Goal of the exercise: For these records, count the lines containing the word "white" and respond with the number alone.

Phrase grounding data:
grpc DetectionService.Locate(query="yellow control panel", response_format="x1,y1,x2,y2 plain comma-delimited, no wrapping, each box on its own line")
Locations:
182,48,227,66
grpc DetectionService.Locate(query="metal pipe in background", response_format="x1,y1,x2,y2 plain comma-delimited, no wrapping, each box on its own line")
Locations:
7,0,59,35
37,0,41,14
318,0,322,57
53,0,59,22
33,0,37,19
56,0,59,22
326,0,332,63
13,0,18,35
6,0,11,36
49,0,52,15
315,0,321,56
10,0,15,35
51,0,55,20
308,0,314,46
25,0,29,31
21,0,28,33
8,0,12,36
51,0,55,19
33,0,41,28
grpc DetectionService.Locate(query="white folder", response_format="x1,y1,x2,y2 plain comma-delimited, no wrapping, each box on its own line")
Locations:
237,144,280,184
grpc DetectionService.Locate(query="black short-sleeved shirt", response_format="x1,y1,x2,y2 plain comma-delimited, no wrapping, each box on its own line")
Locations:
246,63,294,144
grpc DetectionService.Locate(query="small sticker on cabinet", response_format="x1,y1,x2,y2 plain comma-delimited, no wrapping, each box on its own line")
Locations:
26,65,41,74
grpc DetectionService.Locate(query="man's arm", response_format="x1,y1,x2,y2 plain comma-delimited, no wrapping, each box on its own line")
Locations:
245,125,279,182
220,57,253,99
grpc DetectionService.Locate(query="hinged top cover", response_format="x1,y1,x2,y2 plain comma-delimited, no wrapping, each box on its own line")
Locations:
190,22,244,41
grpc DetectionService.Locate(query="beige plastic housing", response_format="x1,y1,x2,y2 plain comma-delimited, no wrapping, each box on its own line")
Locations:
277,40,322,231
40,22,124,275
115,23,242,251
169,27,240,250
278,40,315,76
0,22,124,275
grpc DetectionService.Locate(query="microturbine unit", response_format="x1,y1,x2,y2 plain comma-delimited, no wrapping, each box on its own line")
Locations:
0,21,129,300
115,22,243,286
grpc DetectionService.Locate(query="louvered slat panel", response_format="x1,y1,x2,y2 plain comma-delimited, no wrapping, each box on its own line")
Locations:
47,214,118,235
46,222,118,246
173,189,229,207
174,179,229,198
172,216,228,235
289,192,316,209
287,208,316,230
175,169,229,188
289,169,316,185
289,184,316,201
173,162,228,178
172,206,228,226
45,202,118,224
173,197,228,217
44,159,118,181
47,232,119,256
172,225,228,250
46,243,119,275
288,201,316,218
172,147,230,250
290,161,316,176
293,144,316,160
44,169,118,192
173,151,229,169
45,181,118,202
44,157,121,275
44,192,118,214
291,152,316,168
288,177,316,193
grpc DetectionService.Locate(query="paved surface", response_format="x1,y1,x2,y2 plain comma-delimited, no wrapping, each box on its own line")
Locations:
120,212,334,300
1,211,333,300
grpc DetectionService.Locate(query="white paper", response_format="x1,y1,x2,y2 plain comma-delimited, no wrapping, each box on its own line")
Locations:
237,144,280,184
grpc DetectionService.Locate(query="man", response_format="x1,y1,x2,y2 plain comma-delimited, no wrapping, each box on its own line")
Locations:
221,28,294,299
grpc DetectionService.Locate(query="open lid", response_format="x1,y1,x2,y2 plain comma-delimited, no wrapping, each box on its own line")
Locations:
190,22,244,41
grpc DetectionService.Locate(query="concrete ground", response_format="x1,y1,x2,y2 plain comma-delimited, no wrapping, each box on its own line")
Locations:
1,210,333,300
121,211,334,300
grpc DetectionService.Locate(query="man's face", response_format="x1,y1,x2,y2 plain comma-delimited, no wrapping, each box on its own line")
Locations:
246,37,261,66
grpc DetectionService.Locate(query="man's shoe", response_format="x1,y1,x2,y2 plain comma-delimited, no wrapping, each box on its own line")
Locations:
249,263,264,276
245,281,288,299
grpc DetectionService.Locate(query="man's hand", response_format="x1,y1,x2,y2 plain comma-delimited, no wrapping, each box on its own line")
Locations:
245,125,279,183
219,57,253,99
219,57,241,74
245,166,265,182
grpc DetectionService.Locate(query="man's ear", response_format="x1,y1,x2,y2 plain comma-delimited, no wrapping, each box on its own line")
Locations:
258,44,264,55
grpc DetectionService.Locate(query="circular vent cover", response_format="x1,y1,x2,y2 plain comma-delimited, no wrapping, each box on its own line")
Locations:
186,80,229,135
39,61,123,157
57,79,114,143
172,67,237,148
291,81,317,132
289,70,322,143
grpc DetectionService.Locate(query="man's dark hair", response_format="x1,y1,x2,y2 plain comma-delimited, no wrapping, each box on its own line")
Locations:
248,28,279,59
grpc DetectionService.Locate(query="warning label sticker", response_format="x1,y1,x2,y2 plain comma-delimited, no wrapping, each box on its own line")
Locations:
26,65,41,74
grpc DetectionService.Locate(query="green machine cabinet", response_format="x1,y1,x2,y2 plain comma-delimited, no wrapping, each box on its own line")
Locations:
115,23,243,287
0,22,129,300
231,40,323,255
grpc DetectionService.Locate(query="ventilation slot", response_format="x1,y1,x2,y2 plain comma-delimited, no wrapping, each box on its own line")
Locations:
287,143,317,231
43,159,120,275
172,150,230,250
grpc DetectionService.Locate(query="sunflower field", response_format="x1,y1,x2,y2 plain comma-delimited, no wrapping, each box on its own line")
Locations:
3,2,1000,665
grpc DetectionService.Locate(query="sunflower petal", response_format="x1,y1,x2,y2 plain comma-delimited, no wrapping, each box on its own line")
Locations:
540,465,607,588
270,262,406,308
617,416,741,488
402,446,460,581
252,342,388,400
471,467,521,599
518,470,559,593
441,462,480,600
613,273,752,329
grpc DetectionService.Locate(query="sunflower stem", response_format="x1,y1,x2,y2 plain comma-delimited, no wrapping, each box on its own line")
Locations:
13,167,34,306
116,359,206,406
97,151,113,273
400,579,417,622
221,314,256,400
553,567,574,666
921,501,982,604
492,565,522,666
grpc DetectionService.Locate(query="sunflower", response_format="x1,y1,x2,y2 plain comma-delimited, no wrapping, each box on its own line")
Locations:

Task answer: 2